Task
Arrange the data from the line with "Check that each instance of the white" through the last line, inclusive, as a Markdown table with the columns Row and Line. Number each row and omit any blank lines.

Data drawn from a source
※ ※ ※

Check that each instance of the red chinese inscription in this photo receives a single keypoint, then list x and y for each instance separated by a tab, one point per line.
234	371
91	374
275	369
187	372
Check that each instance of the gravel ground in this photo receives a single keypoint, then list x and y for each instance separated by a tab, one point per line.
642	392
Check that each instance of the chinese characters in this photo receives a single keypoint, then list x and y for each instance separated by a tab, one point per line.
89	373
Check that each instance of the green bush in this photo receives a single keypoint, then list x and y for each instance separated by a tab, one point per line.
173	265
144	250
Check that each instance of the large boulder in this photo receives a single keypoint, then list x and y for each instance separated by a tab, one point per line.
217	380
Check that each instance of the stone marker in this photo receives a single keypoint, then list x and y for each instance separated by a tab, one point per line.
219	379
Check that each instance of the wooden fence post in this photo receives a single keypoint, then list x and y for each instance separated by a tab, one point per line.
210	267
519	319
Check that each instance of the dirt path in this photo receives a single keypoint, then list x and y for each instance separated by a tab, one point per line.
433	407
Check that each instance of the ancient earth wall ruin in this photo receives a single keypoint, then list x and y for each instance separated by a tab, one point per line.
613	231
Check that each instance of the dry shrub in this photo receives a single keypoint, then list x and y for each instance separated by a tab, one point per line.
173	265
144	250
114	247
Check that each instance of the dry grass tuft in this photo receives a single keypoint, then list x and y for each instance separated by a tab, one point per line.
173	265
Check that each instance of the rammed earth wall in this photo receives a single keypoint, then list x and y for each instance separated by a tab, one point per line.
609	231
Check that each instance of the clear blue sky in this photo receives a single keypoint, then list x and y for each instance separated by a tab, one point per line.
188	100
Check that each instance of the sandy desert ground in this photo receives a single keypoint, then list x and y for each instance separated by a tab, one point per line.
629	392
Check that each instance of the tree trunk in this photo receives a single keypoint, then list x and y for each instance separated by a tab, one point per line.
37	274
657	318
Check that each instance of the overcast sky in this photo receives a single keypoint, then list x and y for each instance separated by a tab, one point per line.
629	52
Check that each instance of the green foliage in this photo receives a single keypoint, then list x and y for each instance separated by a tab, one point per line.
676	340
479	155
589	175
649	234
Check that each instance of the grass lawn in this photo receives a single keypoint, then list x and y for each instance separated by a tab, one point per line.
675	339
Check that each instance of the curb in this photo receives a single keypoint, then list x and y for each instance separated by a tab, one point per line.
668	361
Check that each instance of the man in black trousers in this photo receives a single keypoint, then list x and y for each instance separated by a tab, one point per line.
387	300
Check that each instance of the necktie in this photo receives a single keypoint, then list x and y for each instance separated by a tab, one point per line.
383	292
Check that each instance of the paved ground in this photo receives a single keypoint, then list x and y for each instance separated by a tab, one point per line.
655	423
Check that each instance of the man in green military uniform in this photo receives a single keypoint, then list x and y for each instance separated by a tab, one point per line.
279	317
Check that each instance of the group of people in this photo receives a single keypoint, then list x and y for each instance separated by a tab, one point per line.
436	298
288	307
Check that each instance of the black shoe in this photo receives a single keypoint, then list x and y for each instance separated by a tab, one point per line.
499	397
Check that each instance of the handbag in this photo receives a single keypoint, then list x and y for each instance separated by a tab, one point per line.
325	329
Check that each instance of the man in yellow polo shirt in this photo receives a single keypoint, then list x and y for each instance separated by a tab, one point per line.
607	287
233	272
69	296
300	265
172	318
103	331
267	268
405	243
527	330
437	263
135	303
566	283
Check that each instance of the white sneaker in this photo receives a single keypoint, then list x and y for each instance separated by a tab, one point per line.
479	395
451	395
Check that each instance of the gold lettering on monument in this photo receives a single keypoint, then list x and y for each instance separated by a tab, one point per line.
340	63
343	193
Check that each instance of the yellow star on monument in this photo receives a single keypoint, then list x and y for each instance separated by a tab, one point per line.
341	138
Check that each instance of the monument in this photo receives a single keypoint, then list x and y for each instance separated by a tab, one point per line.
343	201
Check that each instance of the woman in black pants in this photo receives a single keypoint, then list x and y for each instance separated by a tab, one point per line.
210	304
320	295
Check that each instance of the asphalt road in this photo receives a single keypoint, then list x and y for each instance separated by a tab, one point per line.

※ ※ ※

Output for this exercise
| Row | Line |
|---|---|
| 1 | Check that each instance of the white sneaker in this photo receives a single keypoint, then list x and y for each instance separated by a tab, one point per line. |
| 2 | 479	395 |
| 3 | 451	395 |
| 4 | Check that each instance of the gold lettering on monument in this photo receives a single keypoint, then list x and y for each instance separated by a tab, one point per line. |
| 5 | 340	63 |
| 6 | 343	193 |
| 7 | Check that each instance of the yellow star on monument in this photo receives a single keypoint, then list x and y for each instance separated by a tab, one point per line. |
| 8 | 341	138 |
| 9 | Check that each instance of the monument in this photo receives a single keypoint, then list x and y for each instance separated by a tab, one point per line. |
| 10 | 343	201 |
| 11 | Check that each instance of the woman in black pants in this photo receives a single keypoint, then list x and y for each instance separated by a tab, one point per line. |
| 12 | 210	304 |
| 13 | 320	295 |
| 14 | Check that each instance of the asphalt road in this photo receives a single keypoint, then list x and y for each instance separated by a tab, one point per line. |